» Listed records
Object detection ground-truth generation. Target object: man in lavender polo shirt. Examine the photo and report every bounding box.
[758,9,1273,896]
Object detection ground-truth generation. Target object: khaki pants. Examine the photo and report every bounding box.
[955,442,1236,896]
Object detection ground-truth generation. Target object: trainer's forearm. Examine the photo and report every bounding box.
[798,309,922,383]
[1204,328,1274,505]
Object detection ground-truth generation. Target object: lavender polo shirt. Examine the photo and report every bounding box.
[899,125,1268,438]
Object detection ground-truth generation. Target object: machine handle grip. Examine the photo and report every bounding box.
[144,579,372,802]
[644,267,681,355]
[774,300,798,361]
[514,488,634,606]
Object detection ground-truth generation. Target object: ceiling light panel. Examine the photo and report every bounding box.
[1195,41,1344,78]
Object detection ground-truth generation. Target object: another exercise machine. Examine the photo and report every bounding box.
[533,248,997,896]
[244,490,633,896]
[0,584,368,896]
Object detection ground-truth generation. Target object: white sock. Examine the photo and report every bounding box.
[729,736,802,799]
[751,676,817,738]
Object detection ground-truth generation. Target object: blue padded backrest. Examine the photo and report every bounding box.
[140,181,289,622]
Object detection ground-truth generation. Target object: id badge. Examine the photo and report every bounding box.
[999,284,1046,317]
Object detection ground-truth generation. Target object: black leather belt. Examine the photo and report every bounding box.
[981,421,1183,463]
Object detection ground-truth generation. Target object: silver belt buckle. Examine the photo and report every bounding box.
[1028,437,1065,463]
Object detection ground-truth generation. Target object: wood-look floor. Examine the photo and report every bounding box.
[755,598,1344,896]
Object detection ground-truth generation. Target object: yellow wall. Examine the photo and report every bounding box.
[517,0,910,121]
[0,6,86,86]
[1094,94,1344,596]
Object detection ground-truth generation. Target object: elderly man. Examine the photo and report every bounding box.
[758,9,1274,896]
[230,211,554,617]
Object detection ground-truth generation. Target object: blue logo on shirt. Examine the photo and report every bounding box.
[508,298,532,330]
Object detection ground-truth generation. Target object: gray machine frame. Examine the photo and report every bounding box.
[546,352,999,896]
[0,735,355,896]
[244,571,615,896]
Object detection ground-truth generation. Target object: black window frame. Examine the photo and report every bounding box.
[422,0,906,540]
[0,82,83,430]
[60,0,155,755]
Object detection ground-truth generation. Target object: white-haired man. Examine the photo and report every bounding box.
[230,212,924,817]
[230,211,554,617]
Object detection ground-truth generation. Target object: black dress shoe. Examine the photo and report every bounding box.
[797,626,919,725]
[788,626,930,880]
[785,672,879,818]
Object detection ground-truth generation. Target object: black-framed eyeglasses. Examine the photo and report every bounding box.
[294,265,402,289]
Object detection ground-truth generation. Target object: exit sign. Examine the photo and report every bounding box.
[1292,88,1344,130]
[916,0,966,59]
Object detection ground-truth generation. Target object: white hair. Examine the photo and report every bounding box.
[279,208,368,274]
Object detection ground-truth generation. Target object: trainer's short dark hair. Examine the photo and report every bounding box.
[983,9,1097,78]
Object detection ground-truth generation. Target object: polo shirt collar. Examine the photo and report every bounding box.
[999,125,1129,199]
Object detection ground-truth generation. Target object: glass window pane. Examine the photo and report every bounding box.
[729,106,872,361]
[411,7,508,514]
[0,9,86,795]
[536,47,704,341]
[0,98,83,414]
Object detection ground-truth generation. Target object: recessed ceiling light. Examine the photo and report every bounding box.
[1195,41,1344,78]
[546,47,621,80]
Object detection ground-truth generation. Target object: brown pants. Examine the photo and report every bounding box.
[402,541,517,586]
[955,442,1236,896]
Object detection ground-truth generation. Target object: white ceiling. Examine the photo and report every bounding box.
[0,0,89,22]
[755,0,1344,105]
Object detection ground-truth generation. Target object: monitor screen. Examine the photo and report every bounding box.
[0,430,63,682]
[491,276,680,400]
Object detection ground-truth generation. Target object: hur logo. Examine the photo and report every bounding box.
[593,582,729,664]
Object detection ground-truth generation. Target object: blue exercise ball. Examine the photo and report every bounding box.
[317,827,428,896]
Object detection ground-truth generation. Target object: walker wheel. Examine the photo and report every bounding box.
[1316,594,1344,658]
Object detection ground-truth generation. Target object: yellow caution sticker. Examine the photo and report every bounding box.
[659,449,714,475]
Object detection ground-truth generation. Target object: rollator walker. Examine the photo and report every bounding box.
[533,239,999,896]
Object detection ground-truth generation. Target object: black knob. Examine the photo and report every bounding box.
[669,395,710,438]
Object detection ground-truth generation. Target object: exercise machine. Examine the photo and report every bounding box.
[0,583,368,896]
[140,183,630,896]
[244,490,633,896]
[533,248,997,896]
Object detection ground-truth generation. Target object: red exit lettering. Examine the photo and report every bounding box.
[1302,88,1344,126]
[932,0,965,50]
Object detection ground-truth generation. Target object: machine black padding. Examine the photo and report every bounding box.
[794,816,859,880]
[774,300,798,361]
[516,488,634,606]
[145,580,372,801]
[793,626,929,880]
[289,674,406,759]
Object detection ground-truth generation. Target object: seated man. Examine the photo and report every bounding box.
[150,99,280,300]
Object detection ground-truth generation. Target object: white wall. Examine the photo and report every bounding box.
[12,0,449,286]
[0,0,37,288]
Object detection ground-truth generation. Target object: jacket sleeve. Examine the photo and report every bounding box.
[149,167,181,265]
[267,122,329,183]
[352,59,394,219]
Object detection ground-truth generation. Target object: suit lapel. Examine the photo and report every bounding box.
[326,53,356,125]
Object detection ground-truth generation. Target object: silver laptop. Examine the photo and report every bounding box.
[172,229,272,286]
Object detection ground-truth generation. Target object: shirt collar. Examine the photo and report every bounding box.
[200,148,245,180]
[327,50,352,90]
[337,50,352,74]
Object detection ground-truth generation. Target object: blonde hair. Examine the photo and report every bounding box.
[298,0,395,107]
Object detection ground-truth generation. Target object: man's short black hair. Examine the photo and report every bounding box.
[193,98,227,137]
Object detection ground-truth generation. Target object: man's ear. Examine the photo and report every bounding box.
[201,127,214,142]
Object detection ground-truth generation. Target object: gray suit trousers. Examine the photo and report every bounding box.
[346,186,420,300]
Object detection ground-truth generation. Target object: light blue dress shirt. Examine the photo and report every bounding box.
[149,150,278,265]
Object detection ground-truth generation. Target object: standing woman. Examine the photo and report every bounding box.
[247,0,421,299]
---
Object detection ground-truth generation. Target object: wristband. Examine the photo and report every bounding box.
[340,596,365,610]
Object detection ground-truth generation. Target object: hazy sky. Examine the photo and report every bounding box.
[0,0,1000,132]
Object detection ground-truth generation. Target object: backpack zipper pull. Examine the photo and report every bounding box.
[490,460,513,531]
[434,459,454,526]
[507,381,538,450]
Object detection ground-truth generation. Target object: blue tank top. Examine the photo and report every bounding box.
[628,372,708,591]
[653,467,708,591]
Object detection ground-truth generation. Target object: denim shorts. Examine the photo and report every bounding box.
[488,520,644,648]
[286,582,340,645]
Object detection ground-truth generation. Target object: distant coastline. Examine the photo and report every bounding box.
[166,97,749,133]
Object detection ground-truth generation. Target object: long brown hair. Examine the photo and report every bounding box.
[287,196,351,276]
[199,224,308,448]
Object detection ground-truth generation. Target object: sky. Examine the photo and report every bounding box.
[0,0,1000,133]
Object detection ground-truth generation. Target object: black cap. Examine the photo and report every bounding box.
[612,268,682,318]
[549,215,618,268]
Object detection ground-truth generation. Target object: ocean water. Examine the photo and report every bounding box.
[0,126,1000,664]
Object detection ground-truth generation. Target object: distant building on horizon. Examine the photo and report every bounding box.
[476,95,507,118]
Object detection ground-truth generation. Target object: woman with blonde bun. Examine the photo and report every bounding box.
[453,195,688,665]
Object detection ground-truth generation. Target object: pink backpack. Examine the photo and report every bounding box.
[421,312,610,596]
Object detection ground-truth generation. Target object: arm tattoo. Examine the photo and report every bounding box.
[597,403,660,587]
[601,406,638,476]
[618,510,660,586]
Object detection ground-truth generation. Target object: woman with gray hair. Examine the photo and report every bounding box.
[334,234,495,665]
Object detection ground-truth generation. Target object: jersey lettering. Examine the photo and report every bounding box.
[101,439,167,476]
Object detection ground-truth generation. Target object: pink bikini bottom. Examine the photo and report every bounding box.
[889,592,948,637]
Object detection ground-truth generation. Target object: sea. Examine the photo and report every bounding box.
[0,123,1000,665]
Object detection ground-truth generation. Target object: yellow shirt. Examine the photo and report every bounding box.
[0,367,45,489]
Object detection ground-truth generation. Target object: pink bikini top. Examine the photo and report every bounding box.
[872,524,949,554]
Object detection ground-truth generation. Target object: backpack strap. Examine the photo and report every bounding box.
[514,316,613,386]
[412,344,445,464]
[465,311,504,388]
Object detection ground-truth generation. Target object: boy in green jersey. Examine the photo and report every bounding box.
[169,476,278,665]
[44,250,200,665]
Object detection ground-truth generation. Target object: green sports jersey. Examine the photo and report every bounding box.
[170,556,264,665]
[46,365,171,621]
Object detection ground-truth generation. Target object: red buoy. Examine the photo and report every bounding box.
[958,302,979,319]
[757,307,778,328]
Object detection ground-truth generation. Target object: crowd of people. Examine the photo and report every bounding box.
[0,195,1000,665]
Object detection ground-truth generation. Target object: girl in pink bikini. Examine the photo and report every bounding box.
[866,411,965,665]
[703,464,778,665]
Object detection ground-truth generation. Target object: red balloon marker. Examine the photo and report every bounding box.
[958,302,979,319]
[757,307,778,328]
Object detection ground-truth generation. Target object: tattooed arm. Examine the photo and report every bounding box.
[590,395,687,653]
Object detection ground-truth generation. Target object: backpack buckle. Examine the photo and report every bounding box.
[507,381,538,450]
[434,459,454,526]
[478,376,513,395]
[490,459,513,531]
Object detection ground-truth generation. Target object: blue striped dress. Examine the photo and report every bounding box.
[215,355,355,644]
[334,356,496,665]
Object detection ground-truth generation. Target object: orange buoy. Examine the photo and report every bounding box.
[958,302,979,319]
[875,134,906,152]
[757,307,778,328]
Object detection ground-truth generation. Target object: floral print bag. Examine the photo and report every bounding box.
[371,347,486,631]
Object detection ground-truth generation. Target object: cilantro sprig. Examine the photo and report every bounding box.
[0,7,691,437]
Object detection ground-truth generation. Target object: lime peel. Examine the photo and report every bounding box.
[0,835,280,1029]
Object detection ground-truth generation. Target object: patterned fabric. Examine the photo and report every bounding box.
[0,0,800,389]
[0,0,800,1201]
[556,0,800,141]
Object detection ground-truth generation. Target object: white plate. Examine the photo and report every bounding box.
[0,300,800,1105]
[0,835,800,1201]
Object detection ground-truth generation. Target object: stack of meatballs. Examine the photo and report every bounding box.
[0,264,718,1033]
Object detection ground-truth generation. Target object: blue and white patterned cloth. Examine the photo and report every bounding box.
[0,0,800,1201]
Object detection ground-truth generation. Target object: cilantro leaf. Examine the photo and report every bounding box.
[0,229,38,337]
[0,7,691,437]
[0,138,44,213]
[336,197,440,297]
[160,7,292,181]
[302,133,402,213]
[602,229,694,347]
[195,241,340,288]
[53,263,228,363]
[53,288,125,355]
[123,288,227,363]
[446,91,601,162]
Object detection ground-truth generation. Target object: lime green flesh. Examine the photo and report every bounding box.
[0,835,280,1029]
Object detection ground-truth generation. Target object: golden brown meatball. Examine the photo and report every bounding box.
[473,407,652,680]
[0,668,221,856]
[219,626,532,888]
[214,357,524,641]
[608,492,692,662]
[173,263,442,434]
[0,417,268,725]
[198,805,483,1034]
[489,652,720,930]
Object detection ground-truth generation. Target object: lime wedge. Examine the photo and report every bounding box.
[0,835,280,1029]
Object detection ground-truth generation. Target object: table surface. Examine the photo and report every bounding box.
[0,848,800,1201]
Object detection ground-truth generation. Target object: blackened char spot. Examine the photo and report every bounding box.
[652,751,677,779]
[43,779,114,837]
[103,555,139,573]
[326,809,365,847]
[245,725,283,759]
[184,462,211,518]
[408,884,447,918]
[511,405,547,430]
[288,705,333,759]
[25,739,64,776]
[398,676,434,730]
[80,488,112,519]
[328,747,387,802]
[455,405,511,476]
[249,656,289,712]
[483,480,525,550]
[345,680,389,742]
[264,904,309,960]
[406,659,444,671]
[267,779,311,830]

» Task details
Output the lines of the listing above, from the line containing "pink bikini top." through the line containing "[46,365,171,621]", as a JSON list of strings with one string per line and blank lines left out.

» Written response
[
  "Object detection ground-truth generation. Target object: pink bikini top. Examine the photo and report every bounding box.",
  "[872,524,949,554]",
  "Object detection ground-truth generation. Target object: backpack strap. Examine the photo and report every bounding box.",
  "[514,316,613,386]",
  "[412,344,445,464]",
  "[465,311,504,388]",
  "Object detection ground-truth generation. Target object: boy in green jersey. Examine the photo and report every bounding box.",
  "[169,476,278,665]",
  "[44,250,200,665]",
  "Object detection ground-truth generation. Target object: green sports jersey. Examine the photo and report every bounding box.",
  "[170,556,264,665]",
  "[46,365,171,621]"
]